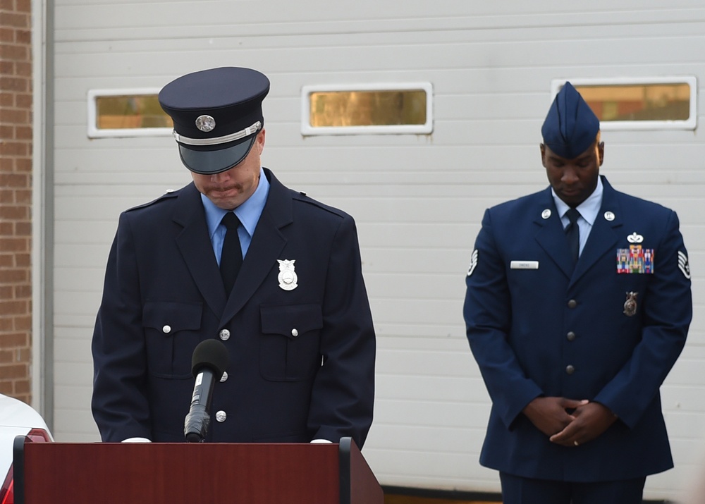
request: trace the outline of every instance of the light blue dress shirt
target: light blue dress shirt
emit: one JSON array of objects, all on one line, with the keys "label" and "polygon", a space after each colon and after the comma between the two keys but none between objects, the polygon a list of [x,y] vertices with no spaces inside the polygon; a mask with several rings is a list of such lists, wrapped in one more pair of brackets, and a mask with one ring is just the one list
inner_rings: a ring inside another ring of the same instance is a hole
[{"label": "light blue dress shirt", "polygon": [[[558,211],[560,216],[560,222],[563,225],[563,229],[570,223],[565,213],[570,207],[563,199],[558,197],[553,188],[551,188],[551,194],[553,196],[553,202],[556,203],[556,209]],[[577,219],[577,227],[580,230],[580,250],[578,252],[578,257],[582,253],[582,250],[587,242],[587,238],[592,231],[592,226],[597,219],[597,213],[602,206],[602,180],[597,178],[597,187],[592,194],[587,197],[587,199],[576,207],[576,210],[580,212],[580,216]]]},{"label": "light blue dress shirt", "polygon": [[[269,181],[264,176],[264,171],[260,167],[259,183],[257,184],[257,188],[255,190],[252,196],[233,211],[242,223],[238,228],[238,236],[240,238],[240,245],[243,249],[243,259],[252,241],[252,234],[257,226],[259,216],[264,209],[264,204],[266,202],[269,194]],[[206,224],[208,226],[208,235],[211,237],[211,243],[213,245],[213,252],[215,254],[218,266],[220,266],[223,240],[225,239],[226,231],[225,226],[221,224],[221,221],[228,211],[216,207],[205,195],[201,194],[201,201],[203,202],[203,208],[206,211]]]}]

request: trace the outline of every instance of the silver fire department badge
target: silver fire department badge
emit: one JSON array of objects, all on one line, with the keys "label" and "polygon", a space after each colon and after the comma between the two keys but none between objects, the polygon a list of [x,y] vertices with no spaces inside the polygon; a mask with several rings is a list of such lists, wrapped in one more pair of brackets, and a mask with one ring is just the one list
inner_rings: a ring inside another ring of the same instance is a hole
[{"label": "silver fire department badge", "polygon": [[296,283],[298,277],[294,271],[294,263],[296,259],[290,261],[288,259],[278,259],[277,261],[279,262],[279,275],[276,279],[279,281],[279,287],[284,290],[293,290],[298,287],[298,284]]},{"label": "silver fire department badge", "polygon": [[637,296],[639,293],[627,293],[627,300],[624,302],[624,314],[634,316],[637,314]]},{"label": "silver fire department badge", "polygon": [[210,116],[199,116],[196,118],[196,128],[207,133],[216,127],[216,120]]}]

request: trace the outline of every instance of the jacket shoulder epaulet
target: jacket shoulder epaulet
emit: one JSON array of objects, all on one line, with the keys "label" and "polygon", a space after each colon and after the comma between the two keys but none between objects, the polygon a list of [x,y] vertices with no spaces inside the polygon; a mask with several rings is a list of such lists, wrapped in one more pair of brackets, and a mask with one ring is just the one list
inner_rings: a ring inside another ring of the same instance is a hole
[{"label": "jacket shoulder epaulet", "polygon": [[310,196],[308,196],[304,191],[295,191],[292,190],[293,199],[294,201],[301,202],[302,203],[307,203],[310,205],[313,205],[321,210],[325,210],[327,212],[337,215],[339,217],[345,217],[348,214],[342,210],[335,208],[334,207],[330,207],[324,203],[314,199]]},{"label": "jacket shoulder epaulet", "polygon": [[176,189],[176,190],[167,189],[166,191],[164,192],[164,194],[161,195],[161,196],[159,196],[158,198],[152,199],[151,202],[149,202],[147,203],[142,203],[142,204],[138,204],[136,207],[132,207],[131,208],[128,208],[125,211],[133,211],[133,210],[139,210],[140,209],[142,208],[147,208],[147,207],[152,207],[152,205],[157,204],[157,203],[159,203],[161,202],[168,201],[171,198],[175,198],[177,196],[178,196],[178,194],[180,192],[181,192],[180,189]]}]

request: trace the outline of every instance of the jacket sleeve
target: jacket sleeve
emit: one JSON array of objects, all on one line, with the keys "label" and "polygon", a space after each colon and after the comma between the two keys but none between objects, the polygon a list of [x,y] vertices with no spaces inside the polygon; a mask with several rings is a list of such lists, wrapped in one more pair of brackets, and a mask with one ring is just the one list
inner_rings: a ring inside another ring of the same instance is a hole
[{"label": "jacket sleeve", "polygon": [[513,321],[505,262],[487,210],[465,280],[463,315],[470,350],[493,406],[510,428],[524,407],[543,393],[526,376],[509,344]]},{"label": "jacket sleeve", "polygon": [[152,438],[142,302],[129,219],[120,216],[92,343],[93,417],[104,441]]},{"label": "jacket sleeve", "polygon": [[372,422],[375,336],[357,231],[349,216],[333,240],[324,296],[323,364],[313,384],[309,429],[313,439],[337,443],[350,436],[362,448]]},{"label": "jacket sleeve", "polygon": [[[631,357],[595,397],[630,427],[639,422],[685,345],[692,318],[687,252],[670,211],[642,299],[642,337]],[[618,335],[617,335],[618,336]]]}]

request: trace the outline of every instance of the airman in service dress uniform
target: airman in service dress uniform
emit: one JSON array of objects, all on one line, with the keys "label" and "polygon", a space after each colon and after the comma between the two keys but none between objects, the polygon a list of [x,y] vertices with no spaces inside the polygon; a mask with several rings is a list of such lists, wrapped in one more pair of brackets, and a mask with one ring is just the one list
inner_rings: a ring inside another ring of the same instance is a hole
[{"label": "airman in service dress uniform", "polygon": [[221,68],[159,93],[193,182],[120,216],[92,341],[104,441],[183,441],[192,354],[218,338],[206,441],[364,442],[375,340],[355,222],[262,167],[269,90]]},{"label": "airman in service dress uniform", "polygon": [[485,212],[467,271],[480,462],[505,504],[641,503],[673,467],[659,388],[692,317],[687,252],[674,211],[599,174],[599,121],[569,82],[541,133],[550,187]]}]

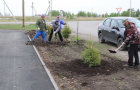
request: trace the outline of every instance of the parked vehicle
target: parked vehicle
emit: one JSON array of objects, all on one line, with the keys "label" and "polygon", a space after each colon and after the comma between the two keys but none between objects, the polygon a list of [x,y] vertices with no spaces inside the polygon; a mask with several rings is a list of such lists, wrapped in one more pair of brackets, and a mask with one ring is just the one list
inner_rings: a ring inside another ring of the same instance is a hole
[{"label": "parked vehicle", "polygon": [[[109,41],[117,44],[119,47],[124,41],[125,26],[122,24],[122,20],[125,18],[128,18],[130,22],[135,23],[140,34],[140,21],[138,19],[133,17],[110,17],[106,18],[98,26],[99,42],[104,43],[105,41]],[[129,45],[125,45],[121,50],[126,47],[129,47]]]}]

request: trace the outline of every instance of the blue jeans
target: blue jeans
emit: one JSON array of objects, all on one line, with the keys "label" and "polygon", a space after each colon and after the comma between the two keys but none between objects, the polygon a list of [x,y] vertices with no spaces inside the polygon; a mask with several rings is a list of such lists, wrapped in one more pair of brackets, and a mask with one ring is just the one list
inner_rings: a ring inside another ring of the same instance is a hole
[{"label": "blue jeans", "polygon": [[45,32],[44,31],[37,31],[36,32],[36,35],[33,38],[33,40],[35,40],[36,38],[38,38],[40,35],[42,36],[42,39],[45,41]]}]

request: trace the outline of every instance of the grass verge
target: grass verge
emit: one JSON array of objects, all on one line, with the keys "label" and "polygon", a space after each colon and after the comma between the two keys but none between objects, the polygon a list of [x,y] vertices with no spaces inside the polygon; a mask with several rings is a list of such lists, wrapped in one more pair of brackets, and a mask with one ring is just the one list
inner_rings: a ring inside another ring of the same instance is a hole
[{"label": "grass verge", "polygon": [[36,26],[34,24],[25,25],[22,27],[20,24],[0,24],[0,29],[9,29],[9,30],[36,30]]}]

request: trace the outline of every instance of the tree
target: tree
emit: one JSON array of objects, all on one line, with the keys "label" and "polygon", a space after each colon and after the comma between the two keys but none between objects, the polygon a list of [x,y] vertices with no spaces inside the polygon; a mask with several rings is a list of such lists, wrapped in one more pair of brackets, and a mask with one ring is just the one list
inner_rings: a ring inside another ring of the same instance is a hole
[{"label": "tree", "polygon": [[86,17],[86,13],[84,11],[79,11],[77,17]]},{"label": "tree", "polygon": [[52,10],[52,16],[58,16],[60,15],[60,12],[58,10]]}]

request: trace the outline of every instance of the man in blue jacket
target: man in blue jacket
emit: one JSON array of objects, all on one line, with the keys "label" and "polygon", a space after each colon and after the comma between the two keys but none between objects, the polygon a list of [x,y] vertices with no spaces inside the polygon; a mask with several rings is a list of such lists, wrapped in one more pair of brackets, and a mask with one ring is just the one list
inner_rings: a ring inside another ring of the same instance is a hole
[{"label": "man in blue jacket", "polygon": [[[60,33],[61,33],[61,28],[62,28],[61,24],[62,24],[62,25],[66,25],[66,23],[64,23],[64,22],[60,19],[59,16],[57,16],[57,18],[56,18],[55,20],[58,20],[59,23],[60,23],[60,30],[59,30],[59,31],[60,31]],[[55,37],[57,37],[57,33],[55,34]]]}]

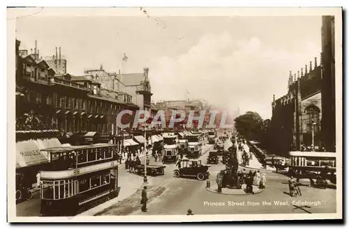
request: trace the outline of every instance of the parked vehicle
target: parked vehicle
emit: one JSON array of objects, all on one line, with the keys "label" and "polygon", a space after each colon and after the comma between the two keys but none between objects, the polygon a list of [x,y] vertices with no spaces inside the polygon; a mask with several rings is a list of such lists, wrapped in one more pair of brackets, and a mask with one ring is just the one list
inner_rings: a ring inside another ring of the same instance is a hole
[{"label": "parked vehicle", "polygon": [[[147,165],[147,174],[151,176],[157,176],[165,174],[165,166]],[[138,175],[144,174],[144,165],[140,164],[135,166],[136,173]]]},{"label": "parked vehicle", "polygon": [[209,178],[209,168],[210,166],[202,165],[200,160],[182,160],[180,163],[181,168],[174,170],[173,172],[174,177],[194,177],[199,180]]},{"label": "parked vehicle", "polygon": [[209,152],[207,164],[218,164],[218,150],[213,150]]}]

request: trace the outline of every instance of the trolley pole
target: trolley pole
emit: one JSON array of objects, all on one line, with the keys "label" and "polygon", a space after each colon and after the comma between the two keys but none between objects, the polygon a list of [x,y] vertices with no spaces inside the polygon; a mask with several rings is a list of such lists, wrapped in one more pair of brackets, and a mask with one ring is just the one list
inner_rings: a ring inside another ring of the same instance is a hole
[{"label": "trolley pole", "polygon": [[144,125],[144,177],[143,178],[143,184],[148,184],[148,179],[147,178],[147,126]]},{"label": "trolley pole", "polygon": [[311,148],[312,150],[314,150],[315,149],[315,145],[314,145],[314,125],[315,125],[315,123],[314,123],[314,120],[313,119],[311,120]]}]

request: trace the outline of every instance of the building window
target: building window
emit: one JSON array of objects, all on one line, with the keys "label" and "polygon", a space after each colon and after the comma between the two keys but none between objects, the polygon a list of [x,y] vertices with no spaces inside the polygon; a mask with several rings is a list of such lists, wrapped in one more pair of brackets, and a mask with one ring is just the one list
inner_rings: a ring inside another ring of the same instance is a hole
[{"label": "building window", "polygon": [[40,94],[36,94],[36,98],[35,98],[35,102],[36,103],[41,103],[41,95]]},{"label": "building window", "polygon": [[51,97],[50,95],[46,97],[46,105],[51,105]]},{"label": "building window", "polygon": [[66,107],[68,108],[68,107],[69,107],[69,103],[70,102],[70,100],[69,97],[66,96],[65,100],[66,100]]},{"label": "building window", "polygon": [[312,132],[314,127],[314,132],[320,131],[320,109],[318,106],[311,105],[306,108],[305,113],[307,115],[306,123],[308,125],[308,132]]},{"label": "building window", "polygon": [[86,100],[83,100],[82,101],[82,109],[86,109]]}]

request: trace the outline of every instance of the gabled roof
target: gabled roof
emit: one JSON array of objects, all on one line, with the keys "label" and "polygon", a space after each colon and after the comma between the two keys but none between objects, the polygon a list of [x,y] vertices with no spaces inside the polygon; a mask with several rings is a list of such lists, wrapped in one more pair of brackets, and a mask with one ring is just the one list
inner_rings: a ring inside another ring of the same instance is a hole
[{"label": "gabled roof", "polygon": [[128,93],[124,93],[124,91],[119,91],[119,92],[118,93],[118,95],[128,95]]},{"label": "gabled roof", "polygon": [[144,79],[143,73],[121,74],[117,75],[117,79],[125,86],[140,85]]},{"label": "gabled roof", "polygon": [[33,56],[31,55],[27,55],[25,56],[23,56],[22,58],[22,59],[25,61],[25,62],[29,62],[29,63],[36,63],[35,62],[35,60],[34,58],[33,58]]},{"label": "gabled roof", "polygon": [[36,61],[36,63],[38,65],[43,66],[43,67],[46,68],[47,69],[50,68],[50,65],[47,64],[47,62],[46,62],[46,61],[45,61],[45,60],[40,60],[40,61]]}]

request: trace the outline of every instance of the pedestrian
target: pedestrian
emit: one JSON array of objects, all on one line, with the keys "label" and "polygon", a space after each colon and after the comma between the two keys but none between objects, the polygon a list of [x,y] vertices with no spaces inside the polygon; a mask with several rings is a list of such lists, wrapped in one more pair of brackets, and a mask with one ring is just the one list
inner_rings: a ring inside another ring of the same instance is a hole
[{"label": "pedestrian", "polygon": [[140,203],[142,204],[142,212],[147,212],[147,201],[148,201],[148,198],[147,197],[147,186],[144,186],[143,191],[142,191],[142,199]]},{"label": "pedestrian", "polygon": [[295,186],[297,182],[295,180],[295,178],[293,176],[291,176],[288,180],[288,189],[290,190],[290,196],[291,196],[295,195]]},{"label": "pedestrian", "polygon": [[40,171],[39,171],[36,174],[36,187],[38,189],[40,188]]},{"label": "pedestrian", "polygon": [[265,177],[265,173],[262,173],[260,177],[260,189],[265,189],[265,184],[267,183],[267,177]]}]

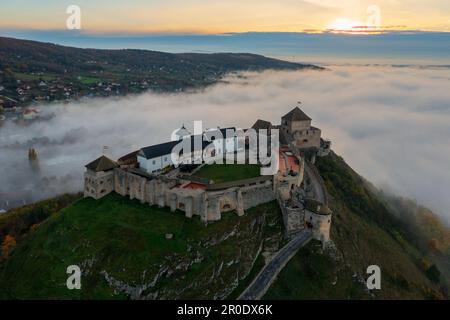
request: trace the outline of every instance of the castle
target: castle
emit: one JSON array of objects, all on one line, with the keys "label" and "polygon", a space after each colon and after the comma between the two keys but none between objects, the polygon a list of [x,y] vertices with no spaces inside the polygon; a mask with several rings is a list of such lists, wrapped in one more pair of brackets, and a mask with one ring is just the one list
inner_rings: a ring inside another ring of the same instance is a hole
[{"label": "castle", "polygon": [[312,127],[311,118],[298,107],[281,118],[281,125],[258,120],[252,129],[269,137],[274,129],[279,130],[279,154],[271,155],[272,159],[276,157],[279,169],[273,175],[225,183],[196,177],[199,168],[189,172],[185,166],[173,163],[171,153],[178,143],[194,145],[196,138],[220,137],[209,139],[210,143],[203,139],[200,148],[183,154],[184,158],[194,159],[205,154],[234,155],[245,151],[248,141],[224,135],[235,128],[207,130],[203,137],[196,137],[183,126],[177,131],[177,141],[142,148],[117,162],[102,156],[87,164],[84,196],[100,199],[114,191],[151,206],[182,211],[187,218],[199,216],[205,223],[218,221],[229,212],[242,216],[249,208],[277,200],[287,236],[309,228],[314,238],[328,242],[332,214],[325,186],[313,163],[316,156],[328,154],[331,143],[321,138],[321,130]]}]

------------------------------------------------

§ Task details
Quote exactly and only the lines from the one holding "request: trace the outline of every instance of the castle" through the end of the data.

§ Reply
request: trace the outline of every instance of the castle
target: castle
emit: one JSON array of objects, all on one line, with the keys "label" and "polygon", a space after each colon and after the comma between the two keys but none between objects, the polygon a list of [x,y] vertices with no spaces inside the polygon; a mask with several rings is a list of such lists, wrapped in one more pair of brackets, and a mask with one ring is just the one list
inner_rings: a ring inside another ring of the same instance is a hole
[{"label": "castle", "polygon": [[312,127],[311,118],[298,107],[281,118],[281,125],[258,120],[252,129],[269,137],[274,129],[279,130],[279,154],[271,155],[272,159],[276,157],[279,169],[273,175],[225,183],[196,177],[199,168],[189,172],[185,166],[173,163],[171,153],[178,143],[194,145],[196,138],[220,137],[209,139],[210,143],[203,139],[200,148],[183,154],[184,158],[194,159],[205,154],[234,155],[245,151],[248,141],[224,135],[235,128],[207,130],[203,137],[196,137],[183,126],[177,131],[177,141],[142,148],[117,162],[102,156],[87,164],[84,196],[100,199],[114,191],[151,206],[182,211],[187,218],[199,216],[205,223],[218,221],[229,212],[242,216],[249,208],[277,200],[287,236],[309,228],[314,238],[328,242],[332,214],[325,186],[313,163],[316,156],[328,154],[331,143],[321,138],[321,130]]}]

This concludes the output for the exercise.